- _Work to be completed_:
Reproduce all the records below, swapping "pixel coordinates" for "pixel positions" wherever it occurs and leaving every other part unchanged.

^^^^^^^^

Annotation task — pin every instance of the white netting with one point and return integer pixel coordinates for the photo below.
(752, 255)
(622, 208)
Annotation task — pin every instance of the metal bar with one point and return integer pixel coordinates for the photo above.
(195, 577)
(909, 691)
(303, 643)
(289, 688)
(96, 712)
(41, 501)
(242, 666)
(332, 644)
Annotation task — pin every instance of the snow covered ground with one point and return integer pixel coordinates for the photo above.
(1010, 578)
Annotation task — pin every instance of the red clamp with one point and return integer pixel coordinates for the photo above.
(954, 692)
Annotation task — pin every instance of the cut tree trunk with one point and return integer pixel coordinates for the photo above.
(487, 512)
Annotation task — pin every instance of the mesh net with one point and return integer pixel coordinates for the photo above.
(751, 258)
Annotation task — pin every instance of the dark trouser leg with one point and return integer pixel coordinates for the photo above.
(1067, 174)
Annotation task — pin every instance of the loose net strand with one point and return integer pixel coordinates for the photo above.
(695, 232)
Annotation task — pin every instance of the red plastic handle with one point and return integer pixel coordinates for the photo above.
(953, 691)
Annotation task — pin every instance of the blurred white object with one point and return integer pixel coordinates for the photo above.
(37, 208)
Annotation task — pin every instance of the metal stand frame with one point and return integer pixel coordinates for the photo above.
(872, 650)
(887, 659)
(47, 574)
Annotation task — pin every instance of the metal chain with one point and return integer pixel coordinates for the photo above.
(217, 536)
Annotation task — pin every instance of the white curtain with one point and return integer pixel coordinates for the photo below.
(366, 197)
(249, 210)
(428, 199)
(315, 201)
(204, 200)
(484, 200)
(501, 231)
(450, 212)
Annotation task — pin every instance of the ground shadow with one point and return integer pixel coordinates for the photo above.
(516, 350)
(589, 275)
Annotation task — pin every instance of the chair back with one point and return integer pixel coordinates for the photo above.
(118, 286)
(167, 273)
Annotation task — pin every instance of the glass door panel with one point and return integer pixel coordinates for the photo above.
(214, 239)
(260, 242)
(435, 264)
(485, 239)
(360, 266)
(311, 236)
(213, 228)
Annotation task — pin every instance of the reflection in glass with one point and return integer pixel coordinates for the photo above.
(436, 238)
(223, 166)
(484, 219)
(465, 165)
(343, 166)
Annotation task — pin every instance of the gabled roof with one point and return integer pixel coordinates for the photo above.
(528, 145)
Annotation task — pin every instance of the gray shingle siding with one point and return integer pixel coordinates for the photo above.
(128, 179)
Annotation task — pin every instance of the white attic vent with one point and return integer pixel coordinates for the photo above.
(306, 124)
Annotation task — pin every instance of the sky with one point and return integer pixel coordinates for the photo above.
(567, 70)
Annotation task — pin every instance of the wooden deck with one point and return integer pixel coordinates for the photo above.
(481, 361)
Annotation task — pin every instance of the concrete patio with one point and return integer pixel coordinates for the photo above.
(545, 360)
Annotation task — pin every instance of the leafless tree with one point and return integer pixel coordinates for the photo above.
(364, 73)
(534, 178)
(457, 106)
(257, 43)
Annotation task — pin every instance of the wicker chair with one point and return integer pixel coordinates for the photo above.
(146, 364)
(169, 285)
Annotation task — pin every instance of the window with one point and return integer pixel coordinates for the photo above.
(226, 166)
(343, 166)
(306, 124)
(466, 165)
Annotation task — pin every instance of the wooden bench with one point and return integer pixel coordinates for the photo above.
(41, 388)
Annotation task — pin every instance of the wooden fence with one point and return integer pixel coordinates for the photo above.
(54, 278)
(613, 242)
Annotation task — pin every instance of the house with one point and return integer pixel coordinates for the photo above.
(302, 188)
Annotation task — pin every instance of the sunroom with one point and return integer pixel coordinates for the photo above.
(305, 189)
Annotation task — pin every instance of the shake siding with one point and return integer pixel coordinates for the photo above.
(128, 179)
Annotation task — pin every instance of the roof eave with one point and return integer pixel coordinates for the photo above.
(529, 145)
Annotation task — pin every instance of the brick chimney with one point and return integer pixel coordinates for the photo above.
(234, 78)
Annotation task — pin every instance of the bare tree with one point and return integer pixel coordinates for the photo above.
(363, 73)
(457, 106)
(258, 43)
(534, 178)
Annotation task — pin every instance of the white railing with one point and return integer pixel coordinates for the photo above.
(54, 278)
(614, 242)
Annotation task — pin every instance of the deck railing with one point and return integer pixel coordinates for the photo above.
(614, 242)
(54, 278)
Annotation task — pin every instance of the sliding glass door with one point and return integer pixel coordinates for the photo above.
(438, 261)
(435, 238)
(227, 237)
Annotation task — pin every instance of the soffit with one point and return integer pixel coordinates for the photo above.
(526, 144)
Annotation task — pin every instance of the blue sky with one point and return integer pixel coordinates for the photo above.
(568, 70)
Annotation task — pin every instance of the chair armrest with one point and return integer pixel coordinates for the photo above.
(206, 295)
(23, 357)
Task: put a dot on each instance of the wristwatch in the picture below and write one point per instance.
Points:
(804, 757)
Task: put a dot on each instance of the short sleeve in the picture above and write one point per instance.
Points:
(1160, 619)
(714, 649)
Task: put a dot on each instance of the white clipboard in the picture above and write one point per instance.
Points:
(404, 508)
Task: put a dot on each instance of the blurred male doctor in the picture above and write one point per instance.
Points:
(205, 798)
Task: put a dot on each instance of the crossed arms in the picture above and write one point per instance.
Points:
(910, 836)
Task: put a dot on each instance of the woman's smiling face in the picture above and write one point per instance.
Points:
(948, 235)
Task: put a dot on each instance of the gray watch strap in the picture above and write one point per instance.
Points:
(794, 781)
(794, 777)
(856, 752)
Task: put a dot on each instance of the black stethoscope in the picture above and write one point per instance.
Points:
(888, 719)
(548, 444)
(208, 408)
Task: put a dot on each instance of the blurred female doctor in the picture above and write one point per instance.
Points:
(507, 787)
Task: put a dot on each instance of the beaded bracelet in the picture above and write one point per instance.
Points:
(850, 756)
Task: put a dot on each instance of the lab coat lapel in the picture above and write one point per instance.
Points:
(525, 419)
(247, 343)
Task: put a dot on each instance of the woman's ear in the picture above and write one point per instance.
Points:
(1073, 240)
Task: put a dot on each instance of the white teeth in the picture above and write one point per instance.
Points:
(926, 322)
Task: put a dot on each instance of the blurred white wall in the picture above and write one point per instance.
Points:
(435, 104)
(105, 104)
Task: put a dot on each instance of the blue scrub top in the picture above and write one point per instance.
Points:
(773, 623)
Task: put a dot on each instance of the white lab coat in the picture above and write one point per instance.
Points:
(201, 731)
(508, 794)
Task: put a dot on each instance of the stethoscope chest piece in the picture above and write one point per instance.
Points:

^^^^^^^^

- _Response to the exercise_:
Annotation task — pin every instance of the white netting with one point and return integer pixel positions for the photo below.
(752, 255)
(622, 208)
Annotation task — pin every instance of the metal bar with one point and return integer pixel positions for the photo above.
(195, 577)
(909, 691)
(303, 643)
(289, 688)
(96, 712)
(41, 501)
(242, 666)
(332, 644)
Annotation task — pin every instance of the snow covered ground with one point and return integer pixel positions for the photo above.
(1010, 578)
Annotation task — pin every instance of the red clamp with one point and return integer pixel positions for the photo above.
(954, 692)
Annotation task — pin every instance of the cut tree trunk with one point and return integer pixel positions for the photo above.
(487, 512)
Annotation task — pin every instance of the mesh net with one point and return integer pixel positions for the photo above.
(751, 258)
Annotation task — pin every instance of the dark trouser leg with one point and return integer pixel positions for the photo above.
(1067, 174)
Annotation task — pin every instance of the loose net strand with one point and return integer pixel positions for the photo above.
(695, 232)
Annotation task — pin every instance of the red plastic handle with one point and return integer pixel positions for the photo above.
(953, 691)
Annotation task — pin every instance of the blurred white object with one point and return integer pixel positions for the photo above.
(37, 208)
Annotation task — pin every instance of the metal stand frame with one point and return integer pixel positions for the photo above.
(872, 650)
(887, 659)
(47, 574)
Annotation task — pin every instance of the metal chain with one point and return integer pixel positions for the photo above.
(217, 536)
Annotation task — pin every instance of the white curtain with one point and return integer pixel positions for the photo below.
(366, 197)
(249, 210)
(428, 199)
(315, 201)
(204, 200)
(484, 200)
(501, 231)
(450, 212)
Annotation task — pin every instance of the ground shadow with one point and return integer pixel positions for the photo above.
(516, 350)
(589, 275)
Annotation task — pin every instance of the chair back with one point and return integer pixel positions for the photo above.
(118, 286)
(167, 273)
Annotation task — pin every instance of the glass door panel with one point and return integer pixel positions for the photo above.
(214, 239)
(260, 242)
(435, 264)
(485, 239)
(360, 266)
(311, 236)
(213, 228)
Annotation task — pin every instance of the reflection in glass with one point and return integer pixel positions for the photo above.
(436, 238)
(223, 166)
(484, 219)
(465, 165)
(343, 166)
Annotation task — pin every instance of the gabled roof with one point and return integer pixel positions for the photo above.
(528, 145)
Annotation task — pin every instance of the gray shingle siding with one point and return integer pixel positions for the photo above.
(128, 179)
Annotation task — pin every instance of the white attic vent with one point and return integer pixel positions for the photo above.
(306, 124)
Annotation task — pin every instance of the sky with one point and return integer pixel positions for the photo above.
(567, 70)
Annotation task — pin every instance of the wooden deck with one point and return integer pixel positions for the photo above.
(481, 361)
Annotation task — pin every instance of the concrete patio with one point and return integer pixel positions for the photo above.
(545, 360)
Annotation task — pin every instance of the leafless tree with one point and return integer pixel positions for the photo above.
(364, 73)
(534, 178)
(457, 106)
(257, 43)
Annotation task — pin every instance of the wicker chair with one point and return integer pixel positions for the photo above.
(146, 364)
(169, 285)
Annotation task — pin every instance of the window with one point and return integer pixel positions for the photo above.
(226, 166)
(343, 166)
(306, 124)
(466, 165)
Annotation task — pin every instance of the wooden bench with one point and return integer pixel positions for the photo above.
(41, 388)
Annotation task — pin every instance of the wooden fence with one point and return integer pixel positions for the photo above.
(54, 278)
(613, 242)
Annotation task — pin every instance of the house with one point and return integer pixel positions for the photo above.
(302, 188)
Annotation task — pin every instance of the sunroom with one point and return integer pixel positions for the photo above.
(305, 189)
Annotation task — pin every instance of the shake siding with one point and return integer pixel positions for the photo above.
(128, 179)
Annotation task — pin every instance of the roof eave with one point and return integer pixel positions for the photo above.
(529, 145)
Annotation task — pin every instance of the brick chimney with one point and return integer pixel positions for the photo above.
(234, 78)
Annotation task — pin every instance of the bare tree with one point and return integer pixel positions for the photo above.
(363, 73)
(457, 106)
(258, 43)
(534, 178)
Annotation task — pin every instance of the white railing with one point and return integer pixel positions for the photo above.
(54, 278)
(614, 242)
Annotation task — pin every instance of the deck railing with one point and return integer pixel positions for the photo above.
(614, 242)
(54, 278)
Annotation task — pin every instance of the sliding glass door with one point and return integer pixel positions for the photo above.
(438, 261)
(435, 238)
(227, 237)
Annotation task — pin every instance of the soffit with one point and return integer pixel positions for the photo above.
(526, 144)
Annotation task — pin every instance of the blue sky with one point and return integer pixel positions for the photo above.
(568, 70)
Annotation task — pin every instance of the chair armrest with one point and return integer pixel positions for the photo above.
(206, 295)
(23, 357)
Task: put a dot on each instance of the wristwatch in the picture below and write one point per instance.
Points:
(804, 757)
Task: put a dot on each instance of the short sleeve in the picture above and write one point per instance.
Points:
(1160, 619)
(714, 649)
Task: put a dot on each instance of the white clipboard in the picture above and write one point per instance.
Points:
(404, 508)
Task: put a dot on each instance of the blurred male doctor in the picture above and write one point per instance.
Points:
(205, 798)
Task: put a dot on each instance of the crossed arms in the picture above and write one point per instance.
Points:
(910, 836)
Task: put a dot on each instance of the woman's smiling face in the picture above and write one point per instance.
Points:
(948, 235)
Task: put a dot on each instance of the gray watch strap in the picture above and write one point per instance.
Points:
(794, 781)
(794, 777)
(856, 752)
Task: put a dot on each instance of the black stethoscope in the picture above and write one point per instance.
Points:
(888, 719)
(548, 444)
(208, 408)
Task: put a dot on each instance of the blurred female doctor in the picture above and write one point per instance.
Points:
(507, 787)
Task: put a dot on each instance of the beaded bracelet in the picture above and write one point per instance.
Points:
(850, 756)
Task: put a dot on each instance of the lab coat lapel in the picture above and write one point per instance.
Points:
(525, 419)
(247, 343)
Task: put a dot on each instance of the woman's ear in the picture above and write one point per instance.
Points:
(1073, 240)
Task: put a dot on each instance of the white teeth in the picture above and write one point per instance.
Points:
(926, 322)
Task: put a dot on each instance of the blurred white wall in the picture above and write one point per instance.
Points:
(435, 104)
(105, 104)
Task: put a dot on each instance of the blue scrub top in the picture above and write one point per instance.
Points:
(773, 623)
Task: put a dot on each instance of the white lab coat in the picture above and write one point per instance.
Points:
(201, 731)
(508, 794)
Task: put a dot on each instance of the stethoscope chest piece in the picture above and write one point per instance.
Points:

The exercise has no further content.